> [Excerpt]:
0
votes

OK, after posting a simple example here: Ambiguous ANTLR parser rule

I think that over-simplyfing the example didn't work well for me. So, I'm adding now the real example.

Here is the text to be parsed:

#ifndef _EVENTS_H
#define _EVENTS_H
#define EVENTS_LOGGER_VER 3.0f
/******************************************************************************************************
<Start of event definitions section - Do not edit this comment.
******************************************************************************************************/
#define EVT_FLOW_HW_ASSERTION_BASE              0x0     // Hw assertion base event
#define EVT_FLOW_HW_ASSERTION_PMG               0x1    // Hw assertion detected on PMG module. Module = 0x%x. Status is 0x%x.
#define EVT_I2C_SECTION_START                   0x20
#define EVT_I2C_DRIVER_ERROR                    0x26    //  I2C driver returns with error 0x%x on Device 0x%x Offset 0x%x
#define EVT_I2C_TARGET_DEVICE_ERROR             0x27    //  I2C interrupt on error: Status=0x%x%x
#define EVT_TIME_MEASUREMENTS                   0x2A    // Time measurement. Line : %d; Spare : %d; Time, us : %d
#define EVT_DFU_AFTER_UPDATE_STATE_REG          0x2D    // Going to DFU  (REG_RESET_STATUS = %x)
#define EVT_MNOT_SAFE_DEBUG_INFO_CTL_RO_P1      0xC3    // ctl ro data 0x99-0xa0: 0x%x 0x%x 0x%x

and here is the grammar:

grammar EventsHFile;

/*
 * Parser Rules
 */

prog : ifndefEvents defineEvents defineVersion event+ EOF;

ifndefEvents : IFNDEF '_EVENTS_H';

defineEvents : DEFINE '_EVENTS_H';

defineVersion: DEFINE 'EVENTS_LOGGER_VER' version=versionRule 'f';

versionRule:   REAL   ;

event : DEFINE EVT_HEADER eventName=eventNameRule HEX eventId=eventIdRule (COMMENT_HEADER commentRule)?;

eventNameRule : ID;

eventIdRule : HEX_VALUE;

commentRule: (ID | hexArgumentRule | decimalArgumentRule | numericArgumentRule | HEX | HEX_VALUE | COMMENTCHAR)+;

numericArgumentRule : '%x';

hexArgumentRule : HEX numericArgumentRule+;

decimalArgumentRule : '%d';

IFNDEF : '#ifndef';
DEFINE : '#define';

EVT_HEADER : 'EVT_';

COMMENT_HEADER : '//';

fragment
DIGIT                   :           [0-9];

fragment
LETTER                  :           [a-zA-Z];

fragment
UNDERSCORE              :           '_';

fragment
HEXADIGIT
    :   [0-9a-fA-F]
    ;

ID : LETTER (LETTER|DIGIT|UNDERSCORE)* ;

REAL : DIGIT+ '.' DIGIT+;

HEX : '0' [xX] ;

HEX_VALUE : HEXADIGIT HEXADIGIT* ;

COMMENTCHAR : ('(' | ')' | '=' | '-' | ':');

BLOCKCOMMENT :   '/*' .*? '*/' -> channel(HIDDEN);
WS     :   (' ' | '\r' | '\n' | '\t') -> channel(HIDDEN);

Now, the problem is, as explained in the previous post, that the eventNameRule is probably ambiguous, and it catches the 'EVT_' prefix, resulting in the following tree (I'm adding one event tree, all events look the same): enter image description here

As usual, any help is appreciated.

> [Things to do]:
a) In the ANTLR grammar post, which parser rule does the poster think is probably ambiguous?
b) Translate this sentence from the ANTLR grammar post into Spanish: "As usual, any help is appreciated."
c) Carry on the ANTLR grammar post past its last sentence.
The data that comes next has nothing to do with any of this.

> [Supplied entries]:
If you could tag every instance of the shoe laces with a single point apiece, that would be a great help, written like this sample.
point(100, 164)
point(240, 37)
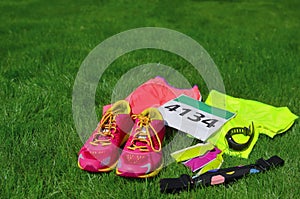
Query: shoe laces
point(105, 131)
point(142, 133)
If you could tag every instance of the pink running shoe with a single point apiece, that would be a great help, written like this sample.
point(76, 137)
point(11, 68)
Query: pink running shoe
point(101, 151)
point(142, 154)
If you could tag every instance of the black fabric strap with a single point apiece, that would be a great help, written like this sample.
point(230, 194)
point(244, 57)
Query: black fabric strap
point(220, 176)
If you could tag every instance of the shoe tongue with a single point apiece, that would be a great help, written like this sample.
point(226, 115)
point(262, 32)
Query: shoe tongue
point(152, 113)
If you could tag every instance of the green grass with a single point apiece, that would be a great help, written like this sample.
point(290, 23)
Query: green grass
point(255, 45)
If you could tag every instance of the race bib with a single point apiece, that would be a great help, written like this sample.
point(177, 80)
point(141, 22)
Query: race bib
point(194, 117)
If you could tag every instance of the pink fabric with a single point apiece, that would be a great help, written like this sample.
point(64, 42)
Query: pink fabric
point(197, 163)
point(154, 93)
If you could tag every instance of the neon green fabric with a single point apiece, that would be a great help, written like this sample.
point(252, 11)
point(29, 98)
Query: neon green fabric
point(268, 120)
point(191, 152)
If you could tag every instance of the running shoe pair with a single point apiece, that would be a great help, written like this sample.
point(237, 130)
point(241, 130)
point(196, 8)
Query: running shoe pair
point(142, 134)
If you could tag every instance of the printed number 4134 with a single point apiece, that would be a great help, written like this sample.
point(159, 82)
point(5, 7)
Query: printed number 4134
point(193, 116)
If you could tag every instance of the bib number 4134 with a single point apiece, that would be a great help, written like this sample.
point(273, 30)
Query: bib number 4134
point(192, 115)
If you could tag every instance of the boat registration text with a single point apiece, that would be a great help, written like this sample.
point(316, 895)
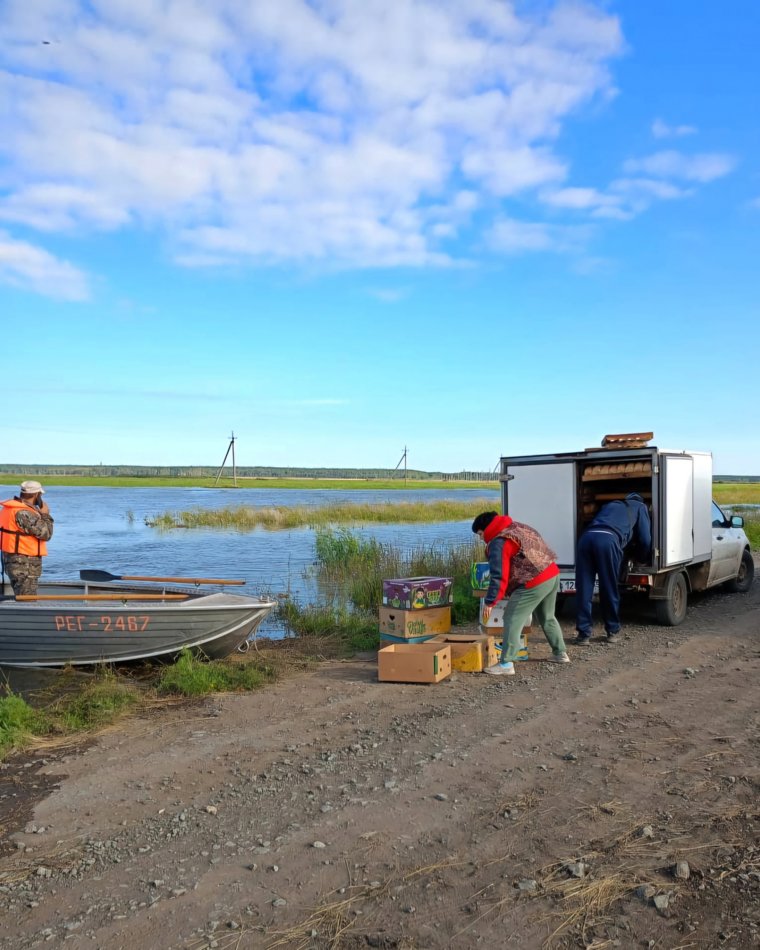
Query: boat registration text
point(79, 623)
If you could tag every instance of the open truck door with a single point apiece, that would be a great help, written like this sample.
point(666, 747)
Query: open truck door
point(544, 496)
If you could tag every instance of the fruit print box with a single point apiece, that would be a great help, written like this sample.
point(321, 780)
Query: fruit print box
point(417, 593)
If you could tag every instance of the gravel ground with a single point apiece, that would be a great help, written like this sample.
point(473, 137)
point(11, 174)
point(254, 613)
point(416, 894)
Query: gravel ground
point(611, 802)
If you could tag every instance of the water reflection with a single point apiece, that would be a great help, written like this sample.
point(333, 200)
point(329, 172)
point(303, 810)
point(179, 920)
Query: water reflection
point(104, 529)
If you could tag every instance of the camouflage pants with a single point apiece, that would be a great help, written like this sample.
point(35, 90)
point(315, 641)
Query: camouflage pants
point(23, 572)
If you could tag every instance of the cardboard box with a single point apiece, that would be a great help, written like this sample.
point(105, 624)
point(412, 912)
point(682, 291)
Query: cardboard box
point(417, 593)
point(386, 638)
point(496, 620)
point(414, 663)
point(415, 623)
point(470, 653)
point(480, 575)
point(523, 652)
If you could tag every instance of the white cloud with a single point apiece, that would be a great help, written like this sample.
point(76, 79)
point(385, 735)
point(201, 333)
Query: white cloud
point(317, 130)
point(661, 130)
point(32, 268)
point(511, 236)
point(701, 168)
point(388, 294)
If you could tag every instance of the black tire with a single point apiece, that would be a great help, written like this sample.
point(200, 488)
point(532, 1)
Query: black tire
point(565, 606)
point(672, 611)
point(743, 580)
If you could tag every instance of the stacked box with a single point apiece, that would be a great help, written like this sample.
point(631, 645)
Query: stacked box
point(415, 623)
point(386, 638)
point(470, 653)
point(417, 593)
point(414, 663)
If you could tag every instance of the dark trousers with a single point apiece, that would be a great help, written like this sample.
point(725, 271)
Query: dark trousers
point(599, 555)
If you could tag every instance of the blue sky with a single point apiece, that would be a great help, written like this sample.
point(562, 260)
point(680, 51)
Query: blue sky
point(340, 228)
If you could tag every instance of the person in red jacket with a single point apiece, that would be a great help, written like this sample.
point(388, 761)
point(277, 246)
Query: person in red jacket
point(25, 526)
point(523, 567)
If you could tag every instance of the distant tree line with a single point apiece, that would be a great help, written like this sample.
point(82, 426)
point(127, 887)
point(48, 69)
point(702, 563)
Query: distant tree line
point(242, 471)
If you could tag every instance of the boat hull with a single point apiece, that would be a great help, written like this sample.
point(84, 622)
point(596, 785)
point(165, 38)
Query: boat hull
point(85, 633)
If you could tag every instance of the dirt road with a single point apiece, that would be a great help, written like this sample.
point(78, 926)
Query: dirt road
point(612, 802)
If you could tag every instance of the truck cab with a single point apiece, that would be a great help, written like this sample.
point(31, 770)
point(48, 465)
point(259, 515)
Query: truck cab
point(695, 544)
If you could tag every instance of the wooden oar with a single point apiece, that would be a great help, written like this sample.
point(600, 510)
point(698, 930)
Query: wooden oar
point(115, 596)
point(105, 576)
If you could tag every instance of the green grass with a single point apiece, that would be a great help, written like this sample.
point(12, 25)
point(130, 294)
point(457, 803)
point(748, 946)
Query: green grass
point(342, 484)
point(81, 703)
point(68, 708)
point(245, 518)
point(735, 493)
point(190, 676)
point(95, 704)
point(19, 724)
point(347, 630)
point(357, 566)
point(752, 530)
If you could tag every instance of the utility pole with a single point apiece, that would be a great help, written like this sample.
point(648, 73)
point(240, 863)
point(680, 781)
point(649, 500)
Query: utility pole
point(402, 459)
point(230, 448)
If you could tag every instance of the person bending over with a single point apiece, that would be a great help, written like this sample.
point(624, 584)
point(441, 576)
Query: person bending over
point(523, 567)
point(600, 554)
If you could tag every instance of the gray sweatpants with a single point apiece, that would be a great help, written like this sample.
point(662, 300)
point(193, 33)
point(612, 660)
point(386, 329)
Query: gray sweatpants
point(539, 601)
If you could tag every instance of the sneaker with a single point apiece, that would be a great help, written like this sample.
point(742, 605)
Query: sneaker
point(501, 669)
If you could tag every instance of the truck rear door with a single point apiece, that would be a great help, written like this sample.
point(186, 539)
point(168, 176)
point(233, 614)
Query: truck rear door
point(543, 495)
point(685, 512)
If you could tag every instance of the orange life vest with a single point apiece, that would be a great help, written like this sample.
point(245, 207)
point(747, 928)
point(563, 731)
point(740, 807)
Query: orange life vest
point(12, 539)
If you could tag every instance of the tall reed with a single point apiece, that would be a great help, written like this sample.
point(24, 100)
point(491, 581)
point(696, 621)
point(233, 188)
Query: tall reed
point(358, 566)
point(246, 518)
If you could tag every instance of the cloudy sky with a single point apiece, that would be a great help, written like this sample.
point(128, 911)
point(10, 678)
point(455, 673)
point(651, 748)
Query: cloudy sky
point(471, 228)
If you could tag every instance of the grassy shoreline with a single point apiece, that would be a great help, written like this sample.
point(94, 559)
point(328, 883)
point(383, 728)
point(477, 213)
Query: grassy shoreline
point(244, 518)
point(336, 484)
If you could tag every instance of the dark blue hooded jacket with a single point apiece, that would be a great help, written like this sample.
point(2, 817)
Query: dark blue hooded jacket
point(629, 520)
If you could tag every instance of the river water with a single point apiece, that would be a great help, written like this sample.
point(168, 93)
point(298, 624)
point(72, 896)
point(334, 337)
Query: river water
point(104, 529)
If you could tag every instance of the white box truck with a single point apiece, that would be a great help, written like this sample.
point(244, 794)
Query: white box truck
point(695, 546)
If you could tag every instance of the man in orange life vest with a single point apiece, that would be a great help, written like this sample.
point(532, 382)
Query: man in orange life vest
point(25, 526)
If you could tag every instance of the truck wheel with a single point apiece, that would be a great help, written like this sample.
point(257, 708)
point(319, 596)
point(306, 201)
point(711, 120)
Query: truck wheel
point(672, 611)
point(743, 580)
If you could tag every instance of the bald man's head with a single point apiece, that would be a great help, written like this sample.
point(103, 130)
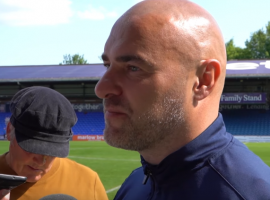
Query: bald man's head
point(190, 32)
point(165, 64)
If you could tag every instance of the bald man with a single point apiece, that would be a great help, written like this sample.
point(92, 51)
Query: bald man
point(166, 65)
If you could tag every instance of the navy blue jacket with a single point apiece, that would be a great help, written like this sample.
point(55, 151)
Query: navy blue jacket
point(213, 166)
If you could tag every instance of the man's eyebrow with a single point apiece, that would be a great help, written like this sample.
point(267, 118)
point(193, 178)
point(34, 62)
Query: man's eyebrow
point(104, 57)
point(127, 58)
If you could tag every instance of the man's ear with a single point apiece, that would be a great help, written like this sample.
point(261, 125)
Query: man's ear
point(8, 130)
point(207, 74)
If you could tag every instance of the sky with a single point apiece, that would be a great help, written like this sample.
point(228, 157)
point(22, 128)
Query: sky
point(41, 32)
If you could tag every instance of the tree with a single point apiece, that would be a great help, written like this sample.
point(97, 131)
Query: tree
point(75, 59)
point(257, 47)
point(234, 52)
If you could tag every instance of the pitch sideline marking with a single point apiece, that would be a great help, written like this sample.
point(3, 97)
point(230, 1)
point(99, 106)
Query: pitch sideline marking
point(113, 189)
point(91, 158)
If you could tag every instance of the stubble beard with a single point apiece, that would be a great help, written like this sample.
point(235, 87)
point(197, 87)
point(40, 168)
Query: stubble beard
point(150, 128)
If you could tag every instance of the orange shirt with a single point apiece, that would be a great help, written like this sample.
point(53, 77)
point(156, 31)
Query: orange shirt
point(65, 177)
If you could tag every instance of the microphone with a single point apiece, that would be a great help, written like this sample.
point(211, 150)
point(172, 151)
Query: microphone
point(58, 197)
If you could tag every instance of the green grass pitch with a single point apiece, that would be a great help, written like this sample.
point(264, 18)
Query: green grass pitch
point(114, 165)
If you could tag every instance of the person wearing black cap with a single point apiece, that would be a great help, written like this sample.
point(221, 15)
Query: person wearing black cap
point(39, 132)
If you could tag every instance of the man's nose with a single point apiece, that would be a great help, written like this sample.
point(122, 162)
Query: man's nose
point(109, 84)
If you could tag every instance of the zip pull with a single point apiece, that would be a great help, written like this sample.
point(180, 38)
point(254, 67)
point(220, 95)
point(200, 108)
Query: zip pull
point(146, 177)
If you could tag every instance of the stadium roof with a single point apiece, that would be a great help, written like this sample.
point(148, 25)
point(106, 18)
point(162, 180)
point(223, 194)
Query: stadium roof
point(248, 68)
point(235, 69)
point(51, 73)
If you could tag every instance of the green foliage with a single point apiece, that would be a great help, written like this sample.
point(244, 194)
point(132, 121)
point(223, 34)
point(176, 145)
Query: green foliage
point(257, 47)
point(75, 59)
point(234, 52)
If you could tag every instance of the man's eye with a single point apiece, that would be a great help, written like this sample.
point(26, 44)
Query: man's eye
point(106, 65)
point(133, 68)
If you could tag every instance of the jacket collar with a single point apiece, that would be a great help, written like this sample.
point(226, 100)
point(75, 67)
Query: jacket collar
point(191, 156)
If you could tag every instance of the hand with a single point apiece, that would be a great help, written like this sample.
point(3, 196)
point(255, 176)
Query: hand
point(4, 194)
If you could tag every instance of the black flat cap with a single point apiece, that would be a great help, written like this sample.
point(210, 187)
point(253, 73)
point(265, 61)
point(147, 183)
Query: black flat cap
point(43, 119)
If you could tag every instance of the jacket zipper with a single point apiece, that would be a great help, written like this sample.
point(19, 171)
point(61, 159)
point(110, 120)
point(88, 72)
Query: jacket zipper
point(146, 176)
point(145, 179)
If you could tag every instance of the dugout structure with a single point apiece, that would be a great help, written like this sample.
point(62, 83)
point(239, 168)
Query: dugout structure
point(244, 102)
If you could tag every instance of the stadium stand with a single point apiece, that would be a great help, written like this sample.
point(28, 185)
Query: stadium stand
point(77, 83)
point(91, 123)
point(247, 122)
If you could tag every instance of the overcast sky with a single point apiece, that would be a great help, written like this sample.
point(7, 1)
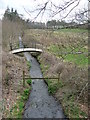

> [Solved problems]:
a) The eventNameRule.

b) Como siempre, se agradece cualquier ayuda.

c)
Thanks, Busi

1

1 Answers

0
votes

The lexer operates independently of the parser. The lexer will match the rule which matches the most characters. For EVT_FLOW_HW_ASSERTION_BASE this is ID.

You could define a seperate lexer rule for event names:

EVT_ID : 'EVT_' ID;

Put it before ID so it get matched, as the lexer will choose the first rule if multiple rules match with the same length (EVT_ID and ID) in this case.

EDIT: You need to change your event rule accordingly:

grammar EventsHFile;

/*
 * Parser Rules
 */

prog : ifndefEvents defineEvents defineVersion event+ EOF;

ifndefEvents : IFNDEF '_EVENTS_H';

defineEvents : DEFINE '_EVENTS_H';

defineVersion: DEFINE 'EVENTS_LOGGER_VER' version=versionRule 'f';

versionRule:   REAL   ;

event : DEFINE eventName=eventNameRule HEX eventId=eventIdRule (COMMENT_HEADER commentRule)?;

eventNameRule : EVT_ID;

eventIdRule : HEX_VALUE;

commentRule: (ID | hexArgumentRule | decimalArgumentRule | numericArgumentRule | HEX | HEX_VALUE | COMMENTCHAR)+;

numericArgumentRule : '%x';

hexArgumentRule : HEX numericArgumentRule+;

decimalArgumentRule : '%d';

IFNDEF : '#ifndef';
DEFINE : '#define';

EVT_ID : EVT_HEADER ID;
EVT_HEADER: 'EVT_';
COMMENT_HEADER : '//';

fragment
DIGIT                   :           [0-9];

fragment
LETTER                  :           [a-zA-Z];

fragment
UNDERSCORE              :           '_';

fragment
HEXADIGIT
    :   [0-9a-fA-F]
    ;

ID : LETTER (LETTER|DIGIT|UNDERSCORE)* ;

REAL : DIGIT+ '.' DIGIT+;

HEX : '0' [xX] ;

HEX_VALUE : HEXADIGIT HEXADIGIT* ;

COMMENTCHAR : ('(' | ')' | '=' | '-' | ':');

BLOCKCOMMENT :   '/*' .*? '*/' -> channel(HIDDEN);
WS     :   (' ' | '\r' | '\n' | '\t') -> channel(HIDDEN);

Note that your single line comment rule is also wrong, as it doesn't match . characters. I'll leave that one to you, there should be plenty of examples.